ACTIONS TO TAKE |
a – Please answer these questions about the Will & Grace review, one per line:
(i) Which season of the reboot does it discuss?
(ii) What position is Grace running for?
(iii) Where does she throw her party to stir up votes?
b – Carry the Will & Grace review forward from its last sentence.

QUOTED PASSAGE |
Like its first season, the Will & Grace reboot’s second season has gotten off to a rocky start. When the show is firing on all cylinders, as it was before it wrapped up before hiatus in the spring, there’s really nothing like it, as the four leads display the chemistry just as intact as it was 20 years ago. But in episodes like tonight, those sublime moments are few and far between, with many more misses than hits.
The problem, as so often last season, lies in nonsensical plotting. Where to start: Grace is running for the president of the New York Society Of Interior Designers. Sure. Fine. Then why would she throw this party in the lobby of her building to stir up votes? Yes, she decorated it, but are her neighbors able to vote for the presidency of this design organization? If not, then who did she actually invite to this party? The entire gathering makes little sense, or at least needs some more explanation.

EXCERPTED RECORDS |
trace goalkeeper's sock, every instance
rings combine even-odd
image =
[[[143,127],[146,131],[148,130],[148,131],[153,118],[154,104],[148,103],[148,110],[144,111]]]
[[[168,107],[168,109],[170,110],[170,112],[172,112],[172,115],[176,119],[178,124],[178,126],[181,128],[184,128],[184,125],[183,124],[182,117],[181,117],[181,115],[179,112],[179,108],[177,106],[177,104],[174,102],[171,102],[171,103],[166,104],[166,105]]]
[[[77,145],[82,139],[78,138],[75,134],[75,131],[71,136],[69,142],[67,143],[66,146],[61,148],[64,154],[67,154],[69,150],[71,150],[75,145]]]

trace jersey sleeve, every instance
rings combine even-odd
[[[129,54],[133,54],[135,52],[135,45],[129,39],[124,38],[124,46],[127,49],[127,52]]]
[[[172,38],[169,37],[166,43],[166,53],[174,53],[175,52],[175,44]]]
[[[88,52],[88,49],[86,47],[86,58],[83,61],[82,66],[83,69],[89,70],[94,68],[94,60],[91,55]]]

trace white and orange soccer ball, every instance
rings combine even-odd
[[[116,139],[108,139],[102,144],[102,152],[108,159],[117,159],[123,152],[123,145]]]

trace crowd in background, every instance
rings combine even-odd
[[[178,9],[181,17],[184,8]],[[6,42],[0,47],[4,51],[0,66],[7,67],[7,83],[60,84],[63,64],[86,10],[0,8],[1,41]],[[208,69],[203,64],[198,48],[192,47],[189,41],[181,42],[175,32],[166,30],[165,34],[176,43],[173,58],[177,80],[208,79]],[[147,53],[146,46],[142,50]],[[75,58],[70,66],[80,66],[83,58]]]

ANSWERS BELOW |
a –
(i) The second season.
(ii) President of the New York Society Of Interior Designers.
(iii) In the lobby of her building.

b –
Fortunately, crashing the party is the episode’s near-sole saving grace: David Schwimmer returns to Thursday night Must-See-TV by guest-starring as Noah, the “Westside Curmudgeon.” The Westside Curmudgeon is like if Ratso from Midnight Cowboy’s line “Hey! I’m walking here!” was fleshed out into a whole character that was not Ratso from Midnight Cowboy. While Schwimmer’s character is one-note in his assholery, that seems by design, as the actor seems determined to get as far away from Ross from Friends as possible. He and Debra Messing have a nice chemistry, but once again, the lack of logic of the show is confounding. Grace and Will love Noah, the “Westside Curmudgeon,” for hating and making fun of everything—then he makes fun of Grace online, and instantly everything he does is wrong. (Actually, considering how self-centered Grace is, maybe it’s not that surprising.) She wants Noah to take down the offensive tweet, as if it matters days after it’s been posted. The pair’s sharing of a rice pudding at the end of the episode seems to indicate that this won’t be the last we see of Noah, which might be fun, but we need a bit more from this supposed opposites-attracting couple than Grace prattling on at her most annoying and Noah’s deadpan glares back at her.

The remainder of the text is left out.